_Atividades propostas_.
**1.** Liste todas as pessoas que têm falas no diálogo, identificando-as como aparecem antes de cada fala.
**2.** Reproduza do diálogo, sem nenhuma alteração, tudo o que vai de "Ten. Gwaier – V." até "se arrependerá disto.".

_Texto fornecido_.
Ten. Pacheco – Gavião é V. Exa.

Ten. Gwaier – Eu sou gavião e V.Exa. é a rolinha.

Gen. Potiguara – Está se dirigindo a mim?

Ten. Gwaier – V. Exa. aparteou o Ten. Brito com grosseria?

Gen. Potiguara – Não. Mas sou solidário com os apartes dados a V. Exa.

Ten. Gwaier – Então permita que lhe diga: V. Exa. Também é um corvo faminto que procura rasgar a honra alheia.

Gen. Potiguara – V. Exa. Se atreve a chamar o sr. presidente de República de bandido?

Gen. Hastinfilo – Eu lhe repilo, tenente.

Ten. Gwaier – Ele não é somente bandido, é ladrão também; está provado.

Gen. Potiguara – V. Exa. se arrependerá disto.

 Ten. Gwaier – Registre-se a ameaça.

Gen. Potiguara – V. Exa. não está ameaçado; eu lhe aparteei calmo e rindo!

Ten. Gwaier – Há homens, sr. presidente, cujo riso parece uma operação de descontos a juros de usuários. Assim é o riso do gen. Potiguara.

_Registros fornecidos_.
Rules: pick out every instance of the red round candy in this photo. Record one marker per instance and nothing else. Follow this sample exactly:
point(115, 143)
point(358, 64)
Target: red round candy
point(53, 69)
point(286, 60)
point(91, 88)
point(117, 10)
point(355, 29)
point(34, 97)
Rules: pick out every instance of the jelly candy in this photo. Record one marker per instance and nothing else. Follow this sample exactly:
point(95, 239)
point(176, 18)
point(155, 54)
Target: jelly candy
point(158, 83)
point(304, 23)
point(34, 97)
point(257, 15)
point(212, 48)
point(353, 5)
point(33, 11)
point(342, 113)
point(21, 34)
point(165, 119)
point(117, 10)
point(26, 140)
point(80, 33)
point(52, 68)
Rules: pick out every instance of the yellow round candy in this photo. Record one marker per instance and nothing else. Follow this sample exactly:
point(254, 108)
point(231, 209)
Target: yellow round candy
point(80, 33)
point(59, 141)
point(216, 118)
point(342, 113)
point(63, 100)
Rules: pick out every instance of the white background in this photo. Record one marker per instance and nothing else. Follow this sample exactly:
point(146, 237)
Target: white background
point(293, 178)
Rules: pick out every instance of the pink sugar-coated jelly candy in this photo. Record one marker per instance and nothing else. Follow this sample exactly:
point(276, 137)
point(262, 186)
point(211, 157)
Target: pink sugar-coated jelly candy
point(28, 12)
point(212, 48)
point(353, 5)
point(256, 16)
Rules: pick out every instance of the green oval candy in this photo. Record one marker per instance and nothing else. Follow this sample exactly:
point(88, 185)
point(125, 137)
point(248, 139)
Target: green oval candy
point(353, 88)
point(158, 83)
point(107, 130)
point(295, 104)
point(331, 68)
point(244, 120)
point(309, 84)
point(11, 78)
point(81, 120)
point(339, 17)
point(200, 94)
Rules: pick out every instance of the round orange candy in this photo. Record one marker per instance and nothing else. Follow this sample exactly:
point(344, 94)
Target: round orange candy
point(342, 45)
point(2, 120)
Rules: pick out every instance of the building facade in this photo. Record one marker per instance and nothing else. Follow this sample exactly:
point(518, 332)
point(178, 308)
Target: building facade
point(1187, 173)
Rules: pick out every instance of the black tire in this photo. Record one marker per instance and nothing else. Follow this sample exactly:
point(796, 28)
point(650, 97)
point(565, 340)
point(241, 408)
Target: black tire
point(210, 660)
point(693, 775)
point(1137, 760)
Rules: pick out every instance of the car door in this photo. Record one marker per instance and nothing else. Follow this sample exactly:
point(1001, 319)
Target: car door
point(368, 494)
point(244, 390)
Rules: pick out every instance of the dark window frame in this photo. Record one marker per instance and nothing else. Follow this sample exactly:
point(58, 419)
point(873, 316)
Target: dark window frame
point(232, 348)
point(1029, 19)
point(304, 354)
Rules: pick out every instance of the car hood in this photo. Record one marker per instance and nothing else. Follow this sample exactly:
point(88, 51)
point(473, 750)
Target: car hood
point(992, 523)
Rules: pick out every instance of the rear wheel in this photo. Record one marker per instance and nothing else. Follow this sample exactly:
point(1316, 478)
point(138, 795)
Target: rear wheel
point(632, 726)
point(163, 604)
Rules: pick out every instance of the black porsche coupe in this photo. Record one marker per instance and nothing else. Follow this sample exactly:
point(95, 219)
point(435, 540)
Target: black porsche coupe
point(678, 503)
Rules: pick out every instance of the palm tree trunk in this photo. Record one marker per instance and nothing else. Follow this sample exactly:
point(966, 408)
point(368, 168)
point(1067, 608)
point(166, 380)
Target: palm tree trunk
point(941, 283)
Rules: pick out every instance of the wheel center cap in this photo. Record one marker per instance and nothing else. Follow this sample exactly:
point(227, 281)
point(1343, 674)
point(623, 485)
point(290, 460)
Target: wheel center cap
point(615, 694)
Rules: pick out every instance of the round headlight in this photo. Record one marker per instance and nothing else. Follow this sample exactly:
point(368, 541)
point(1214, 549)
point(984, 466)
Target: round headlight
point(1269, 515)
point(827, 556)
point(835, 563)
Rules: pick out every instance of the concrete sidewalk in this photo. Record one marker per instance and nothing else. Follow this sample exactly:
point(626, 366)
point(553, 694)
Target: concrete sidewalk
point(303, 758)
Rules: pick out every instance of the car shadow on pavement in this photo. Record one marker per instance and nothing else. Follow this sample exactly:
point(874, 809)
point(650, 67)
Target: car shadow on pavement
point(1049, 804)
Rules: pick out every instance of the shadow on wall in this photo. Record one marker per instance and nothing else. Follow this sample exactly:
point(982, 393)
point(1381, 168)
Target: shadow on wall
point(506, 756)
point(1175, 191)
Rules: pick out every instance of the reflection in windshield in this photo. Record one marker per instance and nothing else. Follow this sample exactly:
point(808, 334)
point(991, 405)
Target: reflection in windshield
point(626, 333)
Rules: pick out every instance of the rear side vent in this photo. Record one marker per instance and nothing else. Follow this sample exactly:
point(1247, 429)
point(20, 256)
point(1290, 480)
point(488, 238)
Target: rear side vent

_Respostas_.
**1.**
- Ten. Pacheco
- Ten. Gwaier
- Gen. Potiguara
- Gen. Hastinfilo

**2.**
Ten. Gwaier – V. Exa. aparteou o Ten. Brito com grosseria?

Gen. Potiguara – Não. Mas sou solidário com os apartes dados a V. Exa.

Ten. Gwaier – Então permita que lhe diga: V. Exa. Também é um corvo faminto que procura rasgar a honra alheia.

Gen. Potiguara – V. Exa. Se atreve a chamar o sr. presidente de República de bandido?

Gen. Hastinfilo – Eu lhe repilo, tenente.

Ten. Gwaier – Ele não é somente bandido, é ladrão também; está provado.

Gen. Potiguara – V. Exa. se arrependerá disto.